**SET EXERCISE**
Reproduce all of the material exactly as shown.

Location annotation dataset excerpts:
◇ ◇ ◇ ◇

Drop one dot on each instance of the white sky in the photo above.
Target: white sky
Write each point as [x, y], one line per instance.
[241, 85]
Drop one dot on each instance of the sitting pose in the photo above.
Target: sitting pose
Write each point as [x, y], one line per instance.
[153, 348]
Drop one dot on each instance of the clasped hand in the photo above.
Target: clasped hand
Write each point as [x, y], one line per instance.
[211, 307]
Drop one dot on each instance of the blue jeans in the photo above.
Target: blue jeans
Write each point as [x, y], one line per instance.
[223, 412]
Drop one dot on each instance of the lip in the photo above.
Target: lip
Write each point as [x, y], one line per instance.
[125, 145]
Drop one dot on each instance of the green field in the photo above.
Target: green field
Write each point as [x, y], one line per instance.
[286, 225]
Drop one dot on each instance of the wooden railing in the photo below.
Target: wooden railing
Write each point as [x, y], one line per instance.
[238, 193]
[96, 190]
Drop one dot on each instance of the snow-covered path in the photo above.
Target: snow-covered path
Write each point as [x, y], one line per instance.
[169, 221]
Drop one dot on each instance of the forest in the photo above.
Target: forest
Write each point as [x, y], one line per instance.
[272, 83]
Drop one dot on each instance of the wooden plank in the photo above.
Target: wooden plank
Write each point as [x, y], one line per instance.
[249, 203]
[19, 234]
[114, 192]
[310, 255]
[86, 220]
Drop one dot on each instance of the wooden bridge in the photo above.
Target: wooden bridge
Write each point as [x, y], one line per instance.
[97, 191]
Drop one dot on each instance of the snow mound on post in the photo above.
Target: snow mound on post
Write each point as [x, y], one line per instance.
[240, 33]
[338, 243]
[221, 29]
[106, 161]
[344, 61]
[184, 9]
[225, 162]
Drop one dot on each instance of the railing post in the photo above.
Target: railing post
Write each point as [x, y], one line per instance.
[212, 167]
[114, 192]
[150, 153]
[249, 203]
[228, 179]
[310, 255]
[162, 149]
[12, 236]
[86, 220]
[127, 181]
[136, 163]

◇ ◇ ◇ ◇

**EXERCISE OUTPUT**
Drop one dot on each instance of the white sky in the photo above.
Target: white sky
Write each point as [x, y], one line per instance.
[241, 85]
Drop one dot on each instance of the sitting pose in the photo above.
Target: sitting pose
Write each point as [x, y], one line per instance.
[153, 348]
Drop one dot on each instance of the clasped hand in the photo above.
Target: clasped hand
Write each point as [x, y], one line per instance.
[211, 307]
Drop one dot on each instance of the blue jeans in the photo above.
Target: blue jeans
Write each point as [x, y], one line per instance.
[223, 412]
Drop one dot on each instance of the lip in the photo above.
Target: lip
Write each point as [x, y], one line per instance.
[125, 145]
Drop one dot on each instance of the green field in the photo above.
Target: green field
Write each point as [x, y], one line per instance.
[286, 225]
Drop one dot on each instance of the wooden railing in the photo below.
Target: wooden railing
Write each point as [x, y], one line per instance.
[238, 193]
[96, 190]
Drop one dot on each instance of the snow-covered path in the photo above.
Target: snow-covered path
Write each point as [x, y], one line per instance.
[169, 221]
Drop one dot on each instance of the forest in the photo above.
Target: forest
Write each point as [x, y], one line per instance.
[272, 83]
Drop one dot on each instance of the wooden plank in the photo above.
Target: wooden plank
Write each point as [x, y], one line per instance.
[249, 203]
[19, 234]
[114, 192]
[310, 255]
[86, 220]
Drop one dot on each instance of the wooden bridge in the photo above.
Target: wooden bridge
Write each point as [x, y], one line per instance.
[97, 191]
Drop one dot on each instance of the snow mound on post in the photo above.
Target: snow mound on post
Write each point as [x, y], one line per instance.
[240, 33]
[338, 243]
[221, 29]
[106, 161]
[344, 61]
[184, 9]
[225, 162]
Drop one dot on each instance of the railing post in the photo above.
Target: railing post
Write each point as [x, y], one line per instance.
[212, 167]
[114, 192]
[150, 153]
[249, 203]
[228, 179]
[310, 255]
[162, 149]
[12, 236]
[86, 220]
[127, 181]
[136, 163]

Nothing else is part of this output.